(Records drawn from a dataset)
[Start of section]

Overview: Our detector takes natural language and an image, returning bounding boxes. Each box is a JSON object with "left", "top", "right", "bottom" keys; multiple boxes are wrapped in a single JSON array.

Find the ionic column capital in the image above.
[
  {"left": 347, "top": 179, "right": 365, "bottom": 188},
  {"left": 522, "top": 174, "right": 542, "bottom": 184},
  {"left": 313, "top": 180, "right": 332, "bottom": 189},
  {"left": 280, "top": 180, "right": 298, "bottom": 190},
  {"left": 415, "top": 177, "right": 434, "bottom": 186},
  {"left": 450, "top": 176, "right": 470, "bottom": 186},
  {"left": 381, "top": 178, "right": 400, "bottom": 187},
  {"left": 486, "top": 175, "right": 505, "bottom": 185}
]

[End of section]

### Exercise objective
Would you please transcribe the records above in full and exactly?

### Response
Overview: Our detector takes natural language and an image, returning bounding boxes. Each box is a JSON object with "left", "top", "right", "bottom" keys; multiple boxes are wrapped in a single JSON array.

Find the ionic column capital in the image above.
[
  {"left": 347, "top": 179, "right": 365, "bottom": 188},
  {"left": 522, "top": 174, "right": 542, "bottom": 184},
  {"left": 313, "top": 180, "right": 332, "bottom": 189},
  {"left": 280, "top": 180, "right": 298, "bottom": 190},
  {"left": 415, "top": 177, "right": 434, "bottom": 186},
  {"left": 450, "top": 176, "right": 470, "bottom": 186},
  {"left": 381, "top": 178, "right": 400, "bottom": 187},
  {"left": 486, "top": 175, "right": 505, "bottom": 185}
]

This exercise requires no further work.